:: What the task asks ::
Reproduce the passage of the forum discussion on utility meter charges between "In conclusion, there" and "chk it yourself!", inclusive, substituting "careless staff" for "lazy employees".

:: Selected extract ::
>>>>>

Over a \lunch heard from fellow executives of one person who installed a meter in his villa adjacent to the DEWA meter and saw the DEWA meter running faster than his. That would explain the recent sudden spike in DEWA costs. 

Shameful backhanded way to insert fees. Reflects poorly on Dubai, that other than utility services I am a huge huge ambassador for.


----------



## Kawasutra (May 2, 2011)

foodfan said:


> Huge water meter reading problem with a 1 bed in Motor City, whooping 2,300dhs for 7 weeks!
> 
> Motor City 1 bed Breakdown:
> Electricity: 102
> ...


I heard of some problems with EMICOOL that their consumption charges are high.
But not from DEWA, this must be a unique issue of your flat. The water consumption is way off and there must be a serious problem with the meter or any leak somewhere. Just in case you can check the Motor City Forum (google).


----------



## readmetwice (Jul 24, 2011)

Yup, lucky winner of a water meter issue. Took a look at the DMMC blog already but only found posts about EMICOOL, the charges of which are also on the high end even vs. Empower because of their annual cooling charge of about 2,500 for a 1 bed. 

Thanks for the reply. 



Kawasutra said:


> I heard of some problems with EMICOOL that their consumption charges are high.
> But not from DEWA, this must be a unique issue of your flat. The water consumption is way off and there must be a serious problem with the meter or any leak somewhere. Just in case you can check the Motor City Forum (google).


----------



## JBY (May 17, 2011)

Used to Stay in Dubai Marina last year, I had the same problem with my MEter, i know for a fact my neighbors used to pay about 30% less than us (they had bigger families). for a 1Bed my Bill used to average 650AED per month, which was pathetic considering we were barely at home, and even so most the lights were off most of the time as we try to conserve, we even purchased the water conservation taps, not much electronics other than TV, dvd player, etc. 

Even at times when we were on vacation the bill used to be 450AED! , at some point i was like enough is enough, and lodged a complaint for DEWA to replace my meter, but it never happened. Eventually they credited about AED200 to me as compensation but obviously it was no where near what i paid in extra charges.

In conclusion, there isn't much you can do, other than complain to DEWA (constantly) and you MIGHT get a result although not a satisfactory one. I am convinced that alot of the Digital Meters are faulty or rigged, there is no other explanation. Also alot of times the Ppl chking the meters Don't actually check it (lazy employees), they just decide on an average consumption. So MAKE sure you go to your meter room and chk it yourself!


----------

<<<<<

:: Data provided ::

>>>>>

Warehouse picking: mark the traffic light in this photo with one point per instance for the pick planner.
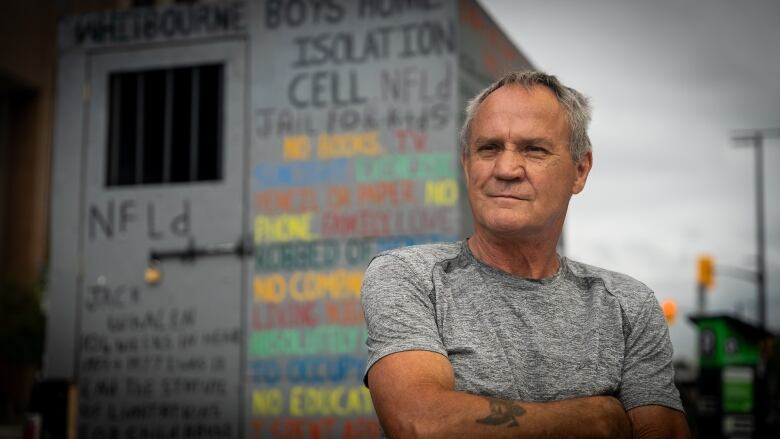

<<<<<

:: Exercise output ::
In conclusion, there isn't much you can do, other than complain to DEWA (constantly) and you MIGHT get a result although not a satisfactory one. I am convinced that alot of the Digital Meters are faulty or rigged, there is no other explanation. Also alot of times the Ppl chking the meters Don't actually check it (careless staff), they just decide on an average consumption. So MAKE sure you go to your meter room and chk it yourself!